▶ **RECORDS FOR THE EXERCISE**:
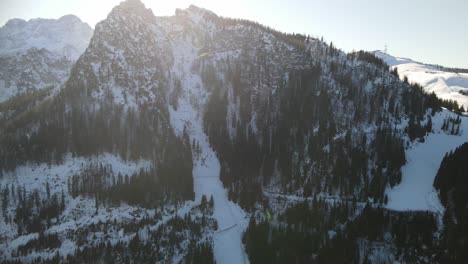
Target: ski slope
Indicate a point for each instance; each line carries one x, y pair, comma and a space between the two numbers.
231, 219
446, 85
416, 191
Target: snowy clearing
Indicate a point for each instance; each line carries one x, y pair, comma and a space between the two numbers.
416, 191
232, 221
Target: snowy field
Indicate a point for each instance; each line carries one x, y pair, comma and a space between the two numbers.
231, 219
446, 85
416, 191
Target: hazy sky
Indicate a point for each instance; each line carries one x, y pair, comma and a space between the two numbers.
431, 31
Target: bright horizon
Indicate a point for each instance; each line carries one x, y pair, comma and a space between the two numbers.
427, 31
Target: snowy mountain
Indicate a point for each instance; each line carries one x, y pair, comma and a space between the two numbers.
195, 138
39, 53
446, 85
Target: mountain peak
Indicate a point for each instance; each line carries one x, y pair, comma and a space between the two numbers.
132, 7
14, 22
195, 11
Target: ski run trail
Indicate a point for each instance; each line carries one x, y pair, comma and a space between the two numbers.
416, 191
232, 220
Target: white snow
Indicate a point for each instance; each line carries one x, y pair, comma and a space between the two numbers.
35, 176
231, 219
67, 36
416, 191
446, 85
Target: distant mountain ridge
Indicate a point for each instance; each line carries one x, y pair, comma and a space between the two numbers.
39, 53
446, 83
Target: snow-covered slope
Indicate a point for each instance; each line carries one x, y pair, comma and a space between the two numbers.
416, 191
231, 219
67, 36
39, 53
446, 85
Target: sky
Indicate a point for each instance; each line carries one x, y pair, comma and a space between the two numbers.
430, 31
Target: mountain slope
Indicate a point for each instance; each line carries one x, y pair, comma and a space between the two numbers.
165, 113
39, 53
446, 85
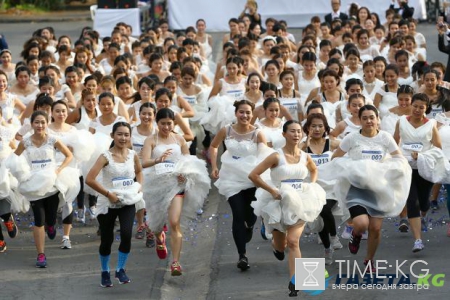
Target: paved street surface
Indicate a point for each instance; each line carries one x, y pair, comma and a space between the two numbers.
209, 256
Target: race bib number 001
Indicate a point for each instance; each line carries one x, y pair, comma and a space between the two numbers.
296, 184
372, 155
40, 164
320, 159
122, 183
417, 147
165, 167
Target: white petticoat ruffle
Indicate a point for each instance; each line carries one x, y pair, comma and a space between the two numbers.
293, 207
221, 113
159, 190
129, 196
388, 181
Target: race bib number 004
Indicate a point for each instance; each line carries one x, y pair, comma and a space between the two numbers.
165, 167
417, 147
296, 184
40, 164
372, 155
122, 183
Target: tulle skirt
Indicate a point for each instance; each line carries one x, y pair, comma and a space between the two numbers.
159, 190
386, 183
221, 113
293, 207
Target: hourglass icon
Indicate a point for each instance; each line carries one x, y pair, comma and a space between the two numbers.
310, 267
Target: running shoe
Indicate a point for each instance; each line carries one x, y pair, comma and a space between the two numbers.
335, 243
329, 256
51, 232
263, 230
161, 248
423, 224
122, 277
370, 266
66, 244
11, 227
2, 246
418, 246
347, 233
140, 233
243, 263
353, 244
434, 205
41, 261
403, 225
175, 269
106, 279
150, 241
278, 254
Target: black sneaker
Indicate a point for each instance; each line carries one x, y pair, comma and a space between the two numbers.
106, 279
122, 277
353, 244
279, 255
292, 291
243, 263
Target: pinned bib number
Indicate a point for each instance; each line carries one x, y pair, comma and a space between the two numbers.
320, 159
165, 167
40, 164
122, 183
417, 147
372, 155
296, 184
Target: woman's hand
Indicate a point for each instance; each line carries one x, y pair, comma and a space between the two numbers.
112, 197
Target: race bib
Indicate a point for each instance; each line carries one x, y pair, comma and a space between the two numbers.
137, 147
190, 99
236, 94
40, 164
417, 147
320, 159
122, 183
165, 167
372, 155
296, 184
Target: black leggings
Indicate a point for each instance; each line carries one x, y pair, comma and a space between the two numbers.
329, 225
5, 218
126, 219
418, 195
45, 210
242, 215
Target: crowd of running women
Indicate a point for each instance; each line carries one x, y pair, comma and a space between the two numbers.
350, 125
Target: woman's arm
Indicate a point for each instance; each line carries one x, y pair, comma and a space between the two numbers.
216, 142
255, 175
68, 155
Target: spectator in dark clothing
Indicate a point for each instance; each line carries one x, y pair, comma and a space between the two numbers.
404, 9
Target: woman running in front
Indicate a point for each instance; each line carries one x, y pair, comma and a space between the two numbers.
118, 194
288, 202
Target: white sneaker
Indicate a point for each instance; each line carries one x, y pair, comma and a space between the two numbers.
81, 215
335, 243
418, 245
329, 256
92, 212
365, 235
65, 244
347, 233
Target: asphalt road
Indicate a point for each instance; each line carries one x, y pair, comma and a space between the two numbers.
209, 255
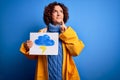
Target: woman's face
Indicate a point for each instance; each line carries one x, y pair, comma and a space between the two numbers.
57, 15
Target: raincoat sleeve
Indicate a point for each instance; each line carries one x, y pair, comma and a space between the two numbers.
25, 51
72, 43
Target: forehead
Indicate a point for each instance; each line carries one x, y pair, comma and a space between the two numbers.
57, 7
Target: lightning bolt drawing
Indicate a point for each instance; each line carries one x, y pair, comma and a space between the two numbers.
43, 49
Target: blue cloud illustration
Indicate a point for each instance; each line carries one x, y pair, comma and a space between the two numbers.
44, 41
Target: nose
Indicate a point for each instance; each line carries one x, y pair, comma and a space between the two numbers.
58, 13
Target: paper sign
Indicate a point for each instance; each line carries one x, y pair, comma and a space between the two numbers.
44, 44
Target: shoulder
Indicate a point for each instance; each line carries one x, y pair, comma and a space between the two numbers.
43, 30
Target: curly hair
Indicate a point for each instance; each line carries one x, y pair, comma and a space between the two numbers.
49, 9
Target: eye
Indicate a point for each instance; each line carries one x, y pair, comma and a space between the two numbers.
54, 11
61, 11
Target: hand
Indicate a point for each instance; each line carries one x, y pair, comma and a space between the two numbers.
63, 26
28, 44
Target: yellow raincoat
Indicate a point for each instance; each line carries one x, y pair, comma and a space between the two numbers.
72, 46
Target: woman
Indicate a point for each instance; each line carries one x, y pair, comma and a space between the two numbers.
61, 66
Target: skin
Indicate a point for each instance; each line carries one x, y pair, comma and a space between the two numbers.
57, 17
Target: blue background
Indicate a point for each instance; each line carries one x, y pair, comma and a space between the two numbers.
97, 23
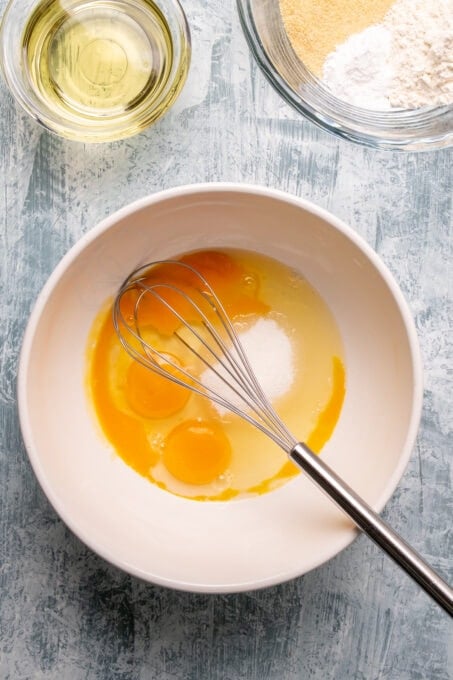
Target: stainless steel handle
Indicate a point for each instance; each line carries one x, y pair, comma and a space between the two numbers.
373, 526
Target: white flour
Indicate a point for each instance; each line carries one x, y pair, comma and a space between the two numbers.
404, 62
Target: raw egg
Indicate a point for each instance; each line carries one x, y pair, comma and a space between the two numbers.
181, 441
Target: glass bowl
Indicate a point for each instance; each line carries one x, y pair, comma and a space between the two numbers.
417, 129
95, 70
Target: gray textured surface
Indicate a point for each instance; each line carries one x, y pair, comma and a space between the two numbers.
67, 615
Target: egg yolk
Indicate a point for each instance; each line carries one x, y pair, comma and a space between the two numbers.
197, 452
152, 395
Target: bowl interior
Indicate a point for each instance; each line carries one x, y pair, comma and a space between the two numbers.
218, 546
145, 45
425, 128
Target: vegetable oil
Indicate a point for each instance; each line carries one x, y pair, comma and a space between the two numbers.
99, 61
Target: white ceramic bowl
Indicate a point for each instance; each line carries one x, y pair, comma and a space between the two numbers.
218, 546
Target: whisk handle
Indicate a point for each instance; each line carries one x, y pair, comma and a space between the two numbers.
372, 525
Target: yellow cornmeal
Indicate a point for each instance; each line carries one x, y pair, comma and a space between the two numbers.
316, 27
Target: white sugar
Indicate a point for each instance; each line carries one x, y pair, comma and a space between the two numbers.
270, 354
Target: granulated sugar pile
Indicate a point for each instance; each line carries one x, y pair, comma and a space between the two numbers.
401, 56
269, 351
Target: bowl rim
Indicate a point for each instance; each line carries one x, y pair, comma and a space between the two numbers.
96, 232
368, 128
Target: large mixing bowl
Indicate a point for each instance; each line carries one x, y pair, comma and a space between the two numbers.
230, 545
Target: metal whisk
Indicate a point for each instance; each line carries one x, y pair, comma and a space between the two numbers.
211, 342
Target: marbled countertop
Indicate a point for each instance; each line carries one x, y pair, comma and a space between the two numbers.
66, 614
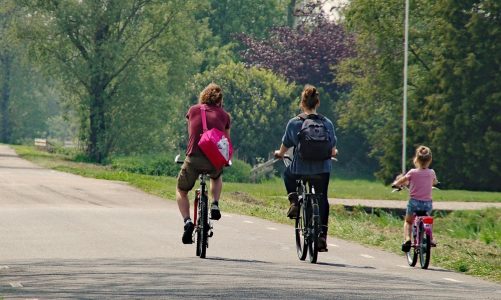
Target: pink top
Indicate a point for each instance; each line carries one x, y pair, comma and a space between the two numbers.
216, 118
421, 183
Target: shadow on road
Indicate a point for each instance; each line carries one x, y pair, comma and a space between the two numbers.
344, 266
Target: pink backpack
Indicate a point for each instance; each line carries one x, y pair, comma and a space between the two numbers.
214, 144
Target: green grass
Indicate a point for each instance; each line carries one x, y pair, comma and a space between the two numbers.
469, 241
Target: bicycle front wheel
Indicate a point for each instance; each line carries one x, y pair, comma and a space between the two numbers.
203, 226
424, 249
300, 231
413, 252
314, 232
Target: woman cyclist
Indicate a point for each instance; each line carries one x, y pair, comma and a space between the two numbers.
196, 162
300, 166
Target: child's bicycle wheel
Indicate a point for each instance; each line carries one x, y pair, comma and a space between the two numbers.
413, 252
314, 232
425, 250
301, 239
202, 227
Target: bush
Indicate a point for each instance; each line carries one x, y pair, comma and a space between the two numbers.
152, 164
164, 165
238, 172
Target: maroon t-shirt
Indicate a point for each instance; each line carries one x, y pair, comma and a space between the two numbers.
216, 118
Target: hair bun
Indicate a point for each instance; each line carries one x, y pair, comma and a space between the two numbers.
310, 91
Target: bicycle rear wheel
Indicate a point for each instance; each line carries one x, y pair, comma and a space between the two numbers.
314, 231
198, 231
203, 226
300, 230
413, 252
424, 249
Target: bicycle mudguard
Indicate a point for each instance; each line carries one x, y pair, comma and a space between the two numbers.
428, 220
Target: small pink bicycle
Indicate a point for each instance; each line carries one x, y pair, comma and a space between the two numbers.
421, 238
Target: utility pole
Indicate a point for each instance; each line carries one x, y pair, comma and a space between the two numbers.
404, 115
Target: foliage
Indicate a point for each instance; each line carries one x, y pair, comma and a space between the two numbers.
463, 100
158, 164
27, 100
470, 255
453, 95
310, 53
230, 17
238, 172
259, 102
115, 57
483, 225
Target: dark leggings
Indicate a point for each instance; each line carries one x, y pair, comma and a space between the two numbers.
321, 185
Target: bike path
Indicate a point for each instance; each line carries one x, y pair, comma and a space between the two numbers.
401, 205
66, 236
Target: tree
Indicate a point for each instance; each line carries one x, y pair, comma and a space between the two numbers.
463, 101
259, 102
453, 100
230, 17
100, 46
27, 99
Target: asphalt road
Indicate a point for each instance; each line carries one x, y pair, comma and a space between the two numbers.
64, 236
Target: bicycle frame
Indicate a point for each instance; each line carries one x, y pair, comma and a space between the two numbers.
427, 223
309, 225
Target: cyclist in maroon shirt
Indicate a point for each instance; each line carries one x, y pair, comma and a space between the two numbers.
195, 162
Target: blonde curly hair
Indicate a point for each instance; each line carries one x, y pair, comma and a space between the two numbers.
309, 97
423, 157
211, 95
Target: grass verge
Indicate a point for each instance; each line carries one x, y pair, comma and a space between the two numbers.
469, 242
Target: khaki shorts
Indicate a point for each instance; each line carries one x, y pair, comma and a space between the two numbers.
192, 167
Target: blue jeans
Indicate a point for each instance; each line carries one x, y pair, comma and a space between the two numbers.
321, 186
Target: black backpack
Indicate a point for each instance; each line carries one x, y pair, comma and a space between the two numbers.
314, 139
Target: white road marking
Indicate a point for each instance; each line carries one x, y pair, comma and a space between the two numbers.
15, 284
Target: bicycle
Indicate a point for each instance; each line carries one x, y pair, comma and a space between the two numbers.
421, 237
203, 224
307, 224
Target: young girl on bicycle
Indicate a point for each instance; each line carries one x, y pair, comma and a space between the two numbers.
420, 181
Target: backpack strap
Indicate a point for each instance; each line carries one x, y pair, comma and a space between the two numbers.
304, 116
204, 117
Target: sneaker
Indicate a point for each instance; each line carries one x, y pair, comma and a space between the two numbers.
293, 198
322, 244
406, 246
215, 214
188, 233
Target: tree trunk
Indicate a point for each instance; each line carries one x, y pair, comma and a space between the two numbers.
290, 13
98, 146
6, 132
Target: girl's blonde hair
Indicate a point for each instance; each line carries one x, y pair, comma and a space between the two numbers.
423, 157
309, 97
211, 95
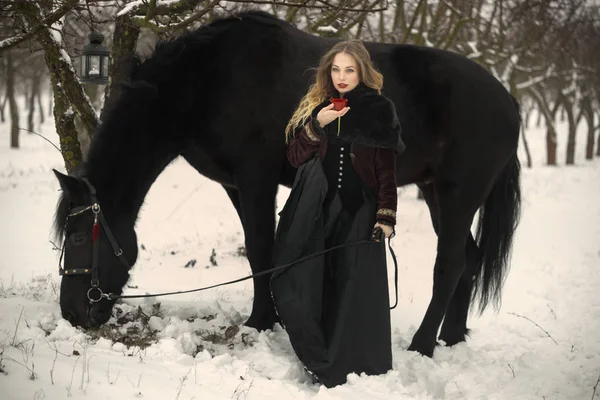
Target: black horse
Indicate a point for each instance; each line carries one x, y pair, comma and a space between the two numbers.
221, 96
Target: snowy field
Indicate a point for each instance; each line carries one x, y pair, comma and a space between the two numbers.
544, 343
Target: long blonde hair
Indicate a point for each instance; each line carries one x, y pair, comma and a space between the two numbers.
323, 86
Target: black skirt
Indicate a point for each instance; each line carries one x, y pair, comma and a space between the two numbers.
334, 308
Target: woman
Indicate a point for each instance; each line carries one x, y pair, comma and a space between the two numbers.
335, 307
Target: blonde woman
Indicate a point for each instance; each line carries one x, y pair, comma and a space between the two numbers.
336, 307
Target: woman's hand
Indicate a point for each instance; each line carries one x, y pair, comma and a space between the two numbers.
328, 114
387, 230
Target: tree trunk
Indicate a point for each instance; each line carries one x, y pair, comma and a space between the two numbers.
41, 108
12, 101
589, 117
568, 108
526, 146
35, 87
64, 120
122, 59
4, 98
68, 92
598, 144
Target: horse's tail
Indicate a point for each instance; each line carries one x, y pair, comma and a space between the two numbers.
498, 220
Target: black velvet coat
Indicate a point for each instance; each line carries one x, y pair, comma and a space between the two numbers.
356, 336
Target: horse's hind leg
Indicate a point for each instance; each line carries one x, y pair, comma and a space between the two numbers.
257, 187
234, 196
454, 328
454, 228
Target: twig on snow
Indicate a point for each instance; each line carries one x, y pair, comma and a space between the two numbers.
533, 322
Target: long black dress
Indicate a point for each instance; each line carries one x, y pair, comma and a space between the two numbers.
335, 307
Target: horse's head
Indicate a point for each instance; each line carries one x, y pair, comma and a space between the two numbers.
98, 247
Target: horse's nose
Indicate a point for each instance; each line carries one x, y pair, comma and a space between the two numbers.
69, 316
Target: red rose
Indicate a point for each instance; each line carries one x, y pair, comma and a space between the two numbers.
339, 104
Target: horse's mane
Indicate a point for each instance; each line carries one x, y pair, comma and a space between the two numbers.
168, 62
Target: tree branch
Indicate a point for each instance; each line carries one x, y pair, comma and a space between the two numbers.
44, 23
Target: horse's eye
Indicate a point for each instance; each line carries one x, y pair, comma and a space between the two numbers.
78, 238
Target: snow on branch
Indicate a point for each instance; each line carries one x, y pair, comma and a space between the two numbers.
550, 73
49, 20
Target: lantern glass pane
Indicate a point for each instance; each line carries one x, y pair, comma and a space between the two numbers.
93, 66
105, 66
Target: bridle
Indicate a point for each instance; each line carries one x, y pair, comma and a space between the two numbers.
94, 294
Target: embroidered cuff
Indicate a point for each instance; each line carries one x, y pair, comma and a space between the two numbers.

▶ **EXERCISE**: Retype the lines above word for word, beginning at the line that contains "Target: lantern glass pane" and going through the last line of the records.

▶ **ANSWER**:
Target: lantern glass pane
Indicate a point for each instance; each line carries one x, y pair, comma and a space between the two numbers.
93, 66
105, 66
Target: bridle
Indicate a point for each instance; each line carries one x, y pair, comma and a space between the two numbers.
94, 294
Target: embroidered cuff
Indicate a point for each instance; each line carries one x, y pair, comma and a space between the two numbers.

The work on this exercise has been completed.